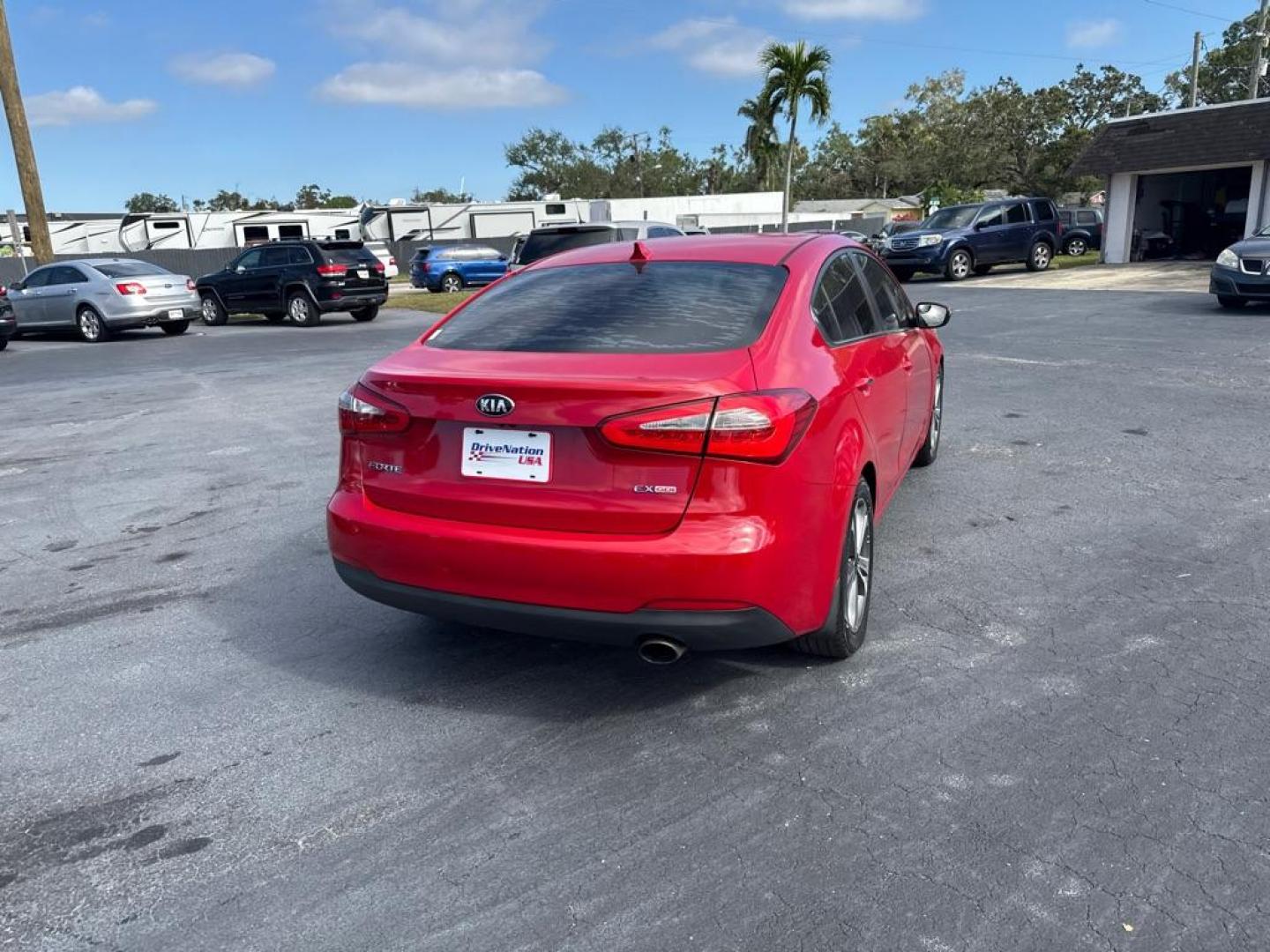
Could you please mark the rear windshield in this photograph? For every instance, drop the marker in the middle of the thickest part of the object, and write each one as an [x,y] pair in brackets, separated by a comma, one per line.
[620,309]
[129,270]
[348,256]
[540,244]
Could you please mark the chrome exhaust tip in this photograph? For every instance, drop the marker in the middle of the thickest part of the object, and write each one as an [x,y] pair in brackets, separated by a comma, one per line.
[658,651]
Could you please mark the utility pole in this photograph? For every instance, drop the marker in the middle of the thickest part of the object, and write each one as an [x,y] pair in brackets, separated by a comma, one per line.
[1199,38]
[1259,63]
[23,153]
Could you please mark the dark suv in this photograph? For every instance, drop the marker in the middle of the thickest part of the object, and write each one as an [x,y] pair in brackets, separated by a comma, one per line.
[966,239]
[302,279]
___
What the exercise asks: Each line from the one with "Could you please mark the dark" through the last line of the records above must be retyped exactly, and no other line may be given.

Task solution:
Could you please mark the dark suv in this photograph? For every instance, drop the marker in the middle of the thickest part of the object, and write each one as an [x,y] pair in brackets, separated by a comma, one per line.
[966,239]
[302,279]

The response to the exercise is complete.